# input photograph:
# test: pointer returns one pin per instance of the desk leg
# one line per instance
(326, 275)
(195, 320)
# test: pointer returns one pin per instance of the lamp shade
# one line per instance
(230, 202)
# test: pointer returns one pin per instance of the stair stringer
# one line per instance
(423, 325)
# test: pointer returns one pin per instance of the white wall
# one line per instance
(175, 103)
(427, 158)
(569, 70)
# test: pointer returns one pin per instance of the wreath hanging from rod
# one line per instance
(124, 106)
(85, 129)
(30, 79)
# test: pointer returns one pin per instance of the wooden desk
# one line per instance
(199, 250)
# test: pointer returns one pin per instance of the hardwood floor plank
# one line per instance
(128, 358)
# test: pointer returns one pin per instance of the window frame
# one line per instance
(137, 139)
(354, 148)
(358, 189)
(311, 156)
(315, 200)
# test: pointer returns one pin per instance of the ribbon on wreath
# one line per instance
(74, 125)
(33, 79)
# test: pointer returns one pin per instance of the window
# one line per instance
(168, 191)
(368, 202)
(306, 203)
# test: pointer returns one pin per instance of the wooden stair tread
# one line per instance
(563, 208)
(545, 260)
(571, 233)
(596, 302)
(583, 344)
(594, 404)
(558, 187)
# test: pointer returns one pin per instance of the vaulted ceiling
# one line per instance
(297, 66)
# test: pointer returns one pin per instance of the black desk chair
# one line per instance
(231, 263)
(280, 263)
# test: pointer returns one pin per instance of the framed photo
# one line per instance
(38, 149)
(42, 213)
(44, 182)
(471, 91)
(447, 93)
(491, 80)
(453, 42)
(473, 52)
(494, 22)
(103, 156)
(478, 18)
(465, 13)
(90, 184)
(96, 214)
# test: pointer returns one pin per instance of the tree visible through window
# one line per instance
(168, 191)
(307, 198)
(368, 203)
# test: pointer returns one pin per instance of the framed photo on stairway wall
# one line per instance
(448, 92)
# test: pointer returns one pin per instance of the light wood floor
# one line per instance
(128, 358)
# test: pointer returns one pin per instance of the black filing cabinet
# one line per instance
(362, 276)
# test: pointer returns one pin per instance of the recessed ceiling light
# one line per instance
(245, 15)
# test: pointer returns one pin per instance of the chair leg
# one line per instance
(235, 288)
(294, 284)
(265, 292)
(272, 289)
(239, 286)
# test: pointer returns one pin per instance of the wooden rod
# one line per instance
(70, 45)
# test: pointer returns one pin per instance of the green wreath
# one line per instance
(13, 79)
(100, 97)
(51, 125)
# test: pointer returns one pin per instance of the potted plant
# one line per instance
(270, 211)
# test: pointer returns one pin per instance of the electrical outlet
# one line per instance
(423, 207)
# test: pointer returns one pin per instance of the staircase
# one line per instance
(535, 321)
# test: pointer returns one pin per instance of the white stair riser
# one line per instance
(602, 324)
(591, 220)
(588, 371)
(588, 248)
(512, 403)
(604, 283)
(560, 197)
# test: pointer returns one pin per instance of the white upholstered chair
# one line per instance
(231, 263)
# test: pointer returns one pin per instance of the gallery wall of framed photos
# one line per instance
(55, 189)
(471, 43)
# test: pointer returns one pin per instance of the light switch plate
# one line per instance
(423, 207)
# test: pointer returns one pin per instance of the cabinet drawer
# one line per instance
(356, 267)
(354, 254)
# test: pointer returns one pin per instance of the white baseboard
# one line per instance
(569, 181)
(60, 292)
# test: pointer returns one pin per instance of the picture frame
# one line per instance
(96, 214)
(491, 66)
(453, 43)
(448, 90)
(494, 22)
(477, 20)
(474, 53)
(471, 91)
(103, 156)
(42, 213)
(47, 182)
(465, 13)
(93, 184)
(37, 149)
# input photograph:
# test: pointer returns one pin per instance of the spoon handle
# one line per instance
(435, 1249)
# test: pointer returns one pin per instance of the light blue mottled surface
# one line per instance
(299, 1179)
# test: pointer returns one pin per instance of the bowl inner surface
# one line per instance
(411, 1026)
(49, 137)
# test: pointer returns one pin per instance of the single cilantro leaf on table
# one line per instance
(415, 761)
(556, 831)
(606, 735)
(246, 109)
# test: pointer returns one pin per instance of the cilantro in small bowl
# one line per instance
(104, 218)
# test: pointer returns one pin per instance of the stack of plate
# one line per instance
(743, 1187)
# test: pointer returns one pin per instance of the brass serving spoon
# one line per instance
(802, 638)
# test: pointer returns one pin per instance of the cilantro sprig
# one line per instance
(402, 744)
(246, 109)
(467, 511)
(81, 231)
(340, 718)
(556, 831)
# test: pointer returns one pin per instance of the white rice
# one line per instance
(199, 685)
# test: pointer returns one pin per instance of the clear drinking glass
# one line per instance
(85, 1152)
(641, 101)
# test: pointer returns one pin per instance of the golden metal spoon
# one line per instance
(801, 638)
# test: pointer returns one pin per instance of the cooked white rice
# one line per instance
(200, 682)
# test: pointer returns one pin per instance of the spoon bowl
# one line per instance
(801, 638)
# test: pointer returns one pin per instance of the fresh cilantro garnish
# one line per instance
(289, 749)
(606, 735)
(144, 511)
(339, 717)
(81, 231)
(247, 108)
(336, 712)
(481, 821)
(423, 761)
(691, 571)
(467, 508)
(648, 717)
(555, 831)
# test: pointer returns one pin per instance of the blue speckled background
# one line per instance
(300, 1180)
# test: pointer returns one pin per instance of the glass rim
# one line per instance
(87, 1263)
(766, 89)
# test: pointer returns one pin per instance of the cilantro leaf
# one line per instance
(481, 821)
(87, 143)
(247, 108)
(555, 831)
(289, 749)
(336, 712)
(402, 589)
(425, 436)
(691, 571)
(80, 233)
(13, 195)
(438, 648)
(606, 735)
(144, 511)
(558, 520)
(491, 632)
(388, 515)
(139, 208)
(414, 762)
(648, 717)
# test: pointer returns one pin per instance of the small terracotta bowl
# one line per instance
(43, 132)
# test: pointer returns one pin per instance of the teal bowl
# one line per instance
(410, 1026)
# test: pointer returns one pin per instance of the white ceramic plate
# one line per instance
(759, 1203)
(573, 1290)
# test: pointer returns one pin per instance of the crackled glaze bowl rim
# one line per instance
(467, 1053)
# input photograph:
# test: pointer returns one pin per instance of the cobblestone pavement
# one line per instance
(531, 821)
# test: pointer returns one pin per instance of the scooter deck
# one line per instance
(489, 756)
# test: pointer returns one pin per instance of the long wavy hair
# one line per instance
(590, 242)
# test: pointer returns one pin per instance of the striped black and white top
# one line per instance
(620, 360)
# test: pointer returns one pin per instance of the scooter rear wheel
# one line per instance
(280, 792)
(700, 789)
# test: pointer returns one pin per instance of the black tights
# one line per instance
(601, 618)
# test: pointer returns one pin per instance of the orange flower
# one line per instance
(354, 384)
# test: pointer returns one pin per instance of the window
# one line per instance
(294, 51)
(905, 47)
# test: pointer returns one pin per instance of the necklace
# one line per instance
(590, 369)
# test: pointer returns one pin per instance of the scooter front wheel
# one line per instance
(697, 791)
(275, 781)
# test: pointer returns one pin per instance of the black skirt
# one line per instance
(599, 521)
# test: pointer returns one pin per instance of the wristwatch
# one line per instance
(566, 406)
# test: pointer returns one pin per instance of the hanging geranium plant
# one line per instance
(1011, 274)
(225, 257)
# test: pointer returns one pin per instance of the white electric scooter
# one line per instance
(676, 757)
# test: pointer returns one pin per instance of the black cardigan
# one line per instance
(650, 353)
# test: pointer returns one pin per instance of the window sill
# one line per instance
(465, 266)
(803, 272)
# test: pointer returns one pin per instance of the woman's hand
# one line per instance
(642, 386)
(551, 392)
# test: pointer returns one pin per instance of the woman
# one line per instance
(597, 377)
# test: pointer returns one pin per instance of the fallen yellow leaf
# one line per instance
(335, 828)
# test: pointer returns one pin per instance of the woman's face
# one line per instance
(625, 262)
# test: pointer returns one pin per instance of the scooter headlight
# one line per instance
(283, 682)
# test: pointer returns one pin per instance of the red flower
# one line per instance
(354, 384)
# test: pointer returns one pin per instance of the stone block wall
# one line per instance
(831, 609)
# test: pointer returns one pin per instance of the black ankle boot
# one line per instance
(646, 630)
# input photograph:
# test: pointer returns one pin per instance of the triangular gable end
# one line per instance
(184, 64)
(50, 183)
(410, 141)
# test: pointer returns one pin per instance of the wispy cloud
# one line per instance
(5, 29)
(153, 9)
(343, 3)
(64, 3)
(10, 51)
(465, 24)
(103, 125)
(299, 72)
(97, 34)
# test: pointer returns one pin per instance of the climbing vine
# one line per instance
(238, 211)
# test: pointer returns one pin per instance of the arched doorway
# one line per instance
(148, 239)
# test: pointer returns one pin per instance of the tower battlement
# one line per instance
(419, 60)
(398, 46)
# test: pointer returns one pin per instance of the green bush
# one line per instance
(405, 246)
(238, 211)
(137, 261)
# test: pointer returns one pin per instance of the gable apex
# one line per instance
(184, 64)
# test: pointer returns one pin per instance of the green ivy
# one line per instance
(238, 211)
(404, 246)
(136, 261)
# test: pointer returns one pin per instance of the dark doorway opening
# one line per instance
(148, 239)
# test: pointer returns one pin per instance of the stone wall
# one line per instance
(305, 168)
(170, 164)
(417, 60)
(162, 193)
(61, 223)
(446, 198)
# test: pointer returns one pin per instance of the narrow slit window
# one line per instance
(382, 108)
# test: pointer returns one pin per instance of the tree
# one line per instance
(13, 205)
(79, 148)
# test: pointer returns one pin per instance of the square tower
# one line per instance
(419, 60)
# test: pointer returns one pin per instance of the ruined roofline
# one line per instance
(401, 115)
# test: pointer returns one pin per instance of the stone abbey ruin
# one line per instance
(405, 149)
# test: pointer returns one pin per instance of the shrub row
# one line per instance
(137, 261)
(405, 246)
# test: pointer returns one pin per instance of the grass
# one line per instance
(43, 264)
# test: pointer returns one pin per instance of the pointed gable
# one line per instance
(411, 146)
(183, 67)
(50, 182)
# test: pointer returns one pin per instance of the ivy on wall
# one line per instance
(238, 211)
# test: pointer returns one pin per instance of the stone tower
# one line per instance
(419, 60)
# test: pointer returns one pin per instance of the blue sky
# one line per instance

---

▶ [EXERCISE OBJECTIVE]:
If a line in the material above holds "plant", copy it.

▶ [SOLUTION TO THIS PROBLEM]:
# test: pointer returns one pin per instance of the potted plant
# test: pointer returns one pin per instance of the hanging geranium plant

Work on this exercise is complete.